(Labeled shape records)

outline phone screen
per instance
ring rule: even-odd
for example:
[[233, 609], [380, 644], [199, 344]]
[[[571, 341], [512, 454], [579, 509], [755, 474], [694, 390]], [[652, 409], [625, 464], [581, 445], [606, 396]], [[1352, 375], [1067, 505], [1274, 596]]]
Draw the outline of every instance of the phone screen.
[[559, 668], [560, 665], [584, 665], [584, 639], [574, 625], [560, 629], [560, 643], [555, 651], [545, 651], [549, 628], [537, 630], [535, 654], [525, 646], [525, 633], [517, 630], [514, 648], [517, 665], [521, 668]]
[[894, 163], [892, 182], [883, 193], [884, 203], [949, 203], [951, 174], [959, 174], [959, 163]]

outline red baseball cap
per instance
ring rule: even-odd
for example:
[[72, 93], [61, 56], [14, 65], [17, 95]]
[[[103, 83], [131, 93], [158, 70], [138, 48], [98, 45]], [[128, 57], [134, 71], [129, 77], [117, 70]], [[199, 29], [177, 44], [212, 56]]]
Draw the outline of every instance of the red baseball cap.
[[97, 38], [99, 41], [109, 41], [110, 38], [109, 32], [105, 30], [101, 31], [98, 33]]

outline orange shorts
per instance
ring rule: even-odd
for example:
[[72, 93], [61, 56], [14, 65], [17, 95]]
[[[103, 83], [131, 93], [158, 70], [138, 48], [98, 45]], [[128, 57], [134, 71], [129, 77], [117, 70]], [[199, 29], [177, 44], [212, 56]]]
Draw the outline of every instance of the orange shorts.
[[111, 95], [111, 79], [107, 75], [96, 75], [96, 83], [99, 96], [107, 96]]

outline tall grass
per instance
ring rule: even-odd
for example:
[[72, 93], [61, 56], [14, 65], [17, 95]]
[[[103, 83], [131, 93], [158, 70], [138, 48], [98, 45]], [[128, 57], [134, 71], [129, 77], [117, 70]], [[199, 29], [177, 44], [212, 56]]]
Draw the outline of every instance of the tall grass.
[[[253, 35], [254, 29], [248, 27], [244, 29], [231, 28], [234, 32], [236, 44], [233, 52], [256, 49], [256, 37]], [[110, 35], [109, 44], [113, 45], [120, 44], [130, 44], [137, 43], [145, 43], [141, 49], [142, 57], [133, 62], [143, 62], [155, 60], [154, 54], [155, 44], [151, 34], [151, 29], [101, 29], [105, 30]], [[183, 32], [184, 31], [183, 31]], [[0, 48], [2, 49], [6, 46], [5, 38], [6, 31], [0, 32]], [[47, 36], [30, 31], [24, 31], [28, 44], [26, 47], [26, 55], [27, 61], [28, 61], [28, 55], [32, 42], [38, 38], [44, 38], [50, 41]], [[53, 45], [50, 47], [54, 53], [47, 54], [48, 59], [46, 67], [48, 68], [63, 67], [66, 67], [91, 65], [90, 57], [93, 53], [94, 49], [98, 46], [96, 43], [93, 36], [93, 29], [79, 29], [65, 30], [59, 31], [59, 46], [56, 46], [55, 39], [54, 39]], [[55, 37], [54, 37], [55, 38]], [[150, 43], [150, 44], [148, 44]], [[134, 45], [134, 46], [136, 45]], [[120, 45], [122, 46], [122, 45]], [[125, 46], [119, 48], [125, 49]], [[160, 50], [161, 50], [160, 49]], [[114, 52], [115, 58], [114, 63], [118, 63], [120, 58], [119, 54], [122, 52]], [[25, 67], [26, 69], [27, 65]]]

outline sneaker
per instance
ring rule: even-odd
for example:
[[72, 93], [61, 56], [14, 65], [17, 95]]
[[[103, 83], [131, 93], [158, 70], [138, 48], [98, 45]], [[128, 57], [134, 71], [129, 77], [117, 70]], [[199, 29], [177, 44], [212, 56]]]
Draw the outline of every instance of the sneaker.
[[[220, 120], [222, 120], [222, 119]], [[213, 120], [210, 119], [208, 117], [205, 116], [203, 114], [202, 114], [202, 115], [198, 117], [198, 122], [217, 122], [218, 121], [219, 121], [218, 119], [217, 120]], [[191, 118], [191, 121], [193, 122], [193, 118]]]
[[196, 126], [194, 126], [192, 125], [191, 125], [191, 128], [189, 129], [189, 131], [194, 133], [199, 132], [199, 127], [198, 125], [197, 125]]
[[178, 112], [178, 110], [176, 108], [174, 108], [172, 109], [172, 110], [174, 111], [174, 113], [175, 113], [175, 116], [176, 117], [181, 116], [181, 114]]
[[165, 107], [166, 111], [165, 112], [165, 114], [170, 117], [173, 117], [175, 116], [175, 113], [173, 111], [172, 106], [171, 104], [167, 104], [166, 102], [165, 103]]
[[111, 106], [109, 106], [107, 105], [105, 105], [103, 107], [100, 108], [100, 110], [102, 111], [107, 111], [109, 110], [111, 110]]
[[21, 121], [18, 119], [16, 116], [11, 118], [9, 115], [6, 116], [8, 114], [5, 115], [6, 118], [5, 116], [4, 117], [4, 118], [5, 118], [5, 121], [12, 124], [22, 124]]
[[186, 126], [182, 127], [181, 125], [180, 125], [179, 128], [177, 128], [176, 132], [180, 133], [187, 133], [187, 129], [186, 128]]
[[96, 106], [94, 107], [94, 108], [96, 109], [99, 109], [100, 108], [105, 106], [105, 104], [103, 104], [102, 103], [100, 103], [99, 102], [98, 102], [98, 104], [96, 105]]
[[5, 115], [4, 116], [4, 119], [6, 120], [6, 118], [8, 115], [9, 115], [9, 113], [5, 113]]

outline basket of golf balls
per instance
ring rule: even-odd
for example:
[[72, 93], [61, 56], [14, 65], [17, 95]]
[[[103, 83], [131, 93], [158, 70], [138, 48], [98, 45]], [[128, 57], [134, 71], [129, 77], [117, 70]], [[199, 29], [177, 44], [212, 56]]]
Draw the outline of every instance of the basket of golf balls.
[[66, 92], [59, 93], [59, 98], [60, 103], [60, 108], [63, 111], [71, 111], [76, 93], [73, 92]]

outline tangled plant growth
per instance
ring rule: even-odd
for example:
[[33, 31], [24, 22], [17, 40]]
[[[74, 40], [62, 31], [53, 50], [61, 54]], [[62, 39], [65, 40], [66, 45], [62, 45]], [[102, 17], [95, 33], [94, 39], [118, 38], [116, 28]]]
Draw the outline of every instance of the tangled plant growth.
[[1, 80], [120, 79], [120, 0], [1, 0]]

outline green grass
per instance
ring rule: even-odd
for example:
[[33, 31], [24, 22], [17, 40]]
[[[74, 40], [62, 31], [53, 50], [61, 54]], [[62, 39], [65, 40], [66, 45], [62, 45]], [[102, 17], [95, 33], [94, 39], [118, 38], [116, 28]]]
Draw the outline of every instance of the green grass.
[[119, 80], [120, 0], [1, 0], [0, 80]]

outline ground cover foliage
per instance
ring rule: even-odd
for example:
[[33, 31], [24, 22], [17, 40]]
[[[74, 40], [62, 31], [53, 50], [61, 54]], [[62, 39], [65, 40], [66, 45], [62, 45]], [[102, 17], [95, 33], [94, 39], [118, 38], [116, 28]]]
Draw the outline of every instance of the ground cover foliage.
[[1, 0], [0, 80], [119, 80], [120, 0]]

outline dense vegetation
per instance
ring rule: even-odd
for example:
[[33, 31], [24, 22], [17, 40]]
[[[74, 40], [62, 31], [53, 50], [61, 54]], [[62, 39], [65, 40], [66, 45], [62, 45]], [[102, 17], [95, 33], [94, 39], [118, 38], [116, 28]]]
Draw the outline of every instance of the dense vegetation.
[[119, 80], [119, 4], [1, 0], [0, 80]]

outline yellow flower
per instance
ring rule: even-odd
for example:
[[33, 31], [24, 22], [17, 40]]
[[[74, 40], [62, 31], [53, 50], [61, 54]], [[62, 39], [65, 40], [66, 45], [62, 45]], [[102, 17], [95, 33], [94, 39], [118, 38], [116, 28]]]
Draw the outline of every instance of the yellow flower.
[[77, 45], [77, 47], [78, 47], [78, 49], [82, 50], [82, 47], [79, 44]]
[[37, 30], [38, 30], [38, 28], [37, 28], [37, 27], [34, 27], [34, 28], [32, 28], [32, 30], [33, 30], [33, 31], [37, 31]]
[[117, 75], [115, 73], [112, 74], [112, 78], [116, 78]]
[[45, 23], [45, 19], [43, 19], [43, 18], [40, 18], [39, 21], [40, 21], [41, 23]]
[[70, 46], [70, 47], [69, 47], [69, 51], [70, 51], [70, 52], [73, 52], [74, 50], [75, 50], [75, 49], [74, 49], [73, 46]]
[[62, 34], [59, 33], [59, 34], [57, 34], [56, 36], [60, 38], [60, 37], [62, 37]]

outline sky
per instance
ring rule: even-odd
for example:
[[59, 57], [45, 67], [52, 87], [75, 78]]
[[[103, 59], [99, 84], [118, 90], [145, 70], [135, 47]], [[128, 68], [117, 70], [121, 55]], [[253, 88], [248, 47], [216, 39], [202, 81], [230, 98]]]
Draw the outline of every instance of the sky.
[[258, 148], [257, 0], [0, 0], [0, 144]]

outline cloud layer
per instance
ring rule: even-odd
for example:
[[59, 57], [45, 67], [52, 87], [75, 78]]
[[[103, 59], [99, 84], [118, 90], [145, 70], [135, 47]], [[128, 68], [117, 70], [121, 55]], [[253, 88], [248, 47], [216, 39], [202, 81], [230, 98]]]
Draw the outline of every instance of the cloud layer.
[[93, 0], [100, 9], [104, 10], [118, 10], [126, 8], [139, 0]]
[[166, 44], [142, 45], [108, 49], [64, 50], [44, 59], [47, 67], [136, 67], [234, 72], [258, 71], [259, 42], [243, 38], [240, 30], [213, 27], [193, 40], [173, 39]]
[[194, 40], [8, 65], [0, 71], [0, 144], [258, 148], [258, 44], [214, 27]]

▸ **Exercise aim**: Reproduce the lines from the one with "outline yellow flower" through the one with "[[258, 148], [257, 0], [0, 0], [0, 144]]", both included, as they stand.

▸ **Result of the task**:
outline yellow flower
per instance
ring rule: even-odd
for example:
[[33, 31], [24, 22], [17, 40]]
[[[74, 40], [62, 31], [53, 50], [61, 54]], [[62, 39], [65, 40], [66, 45], [62, 45]], [[102, 17], [95, 33], [94, 39], [118, 38], [116, 28]]]
Draw the outline of every instance of the yellow flower.
[[77, 45], [77, 47], [78, 47], [78, 49], [82, 50], [82, 47], [79, 44]]
[[37, 30], [38, 30], [38, 28], [37, 28], [37, 27], [34, 27], [34, 28], [32, 28], [32, 30], [33, 30], [33, 31], [37, 31]]
[[117, 75], [115, 73], [112, 74], [112, 78], [116, 78]]
[[45, 23], [45, 19], [43, 19], [43, 18], [40, 18], [39, 21], [40, 21], [41, 23]]
[[70, 46], [70, 47], [69, 47], [69, 51], [70, 51], [70, 52], [73, 52], [74, 50], [75, 50], [75, 49], [74, 49], [73, 46]]
[[62, 34], [59, 33], [59, 34], [57, 34], [56, 36], [60, 38], [60, 37], [62, 37]]

outline sky
per instance
ring rule: even-odd
for example:
[[59, 57], [45, 67], [52, 87], [75, 78]]
[[[103, 59], [99, 84], [118, 90], [145, 70], [135, 47]], [[128, 68], [117, 70], [121, 55]], [[253, 88], [248, 47], [216, 39], [202, 81], [230, 98]]]
Draw the outline of every instance of the sky.
[[258, 148], [257, 0], [0, 0], [0, 144]]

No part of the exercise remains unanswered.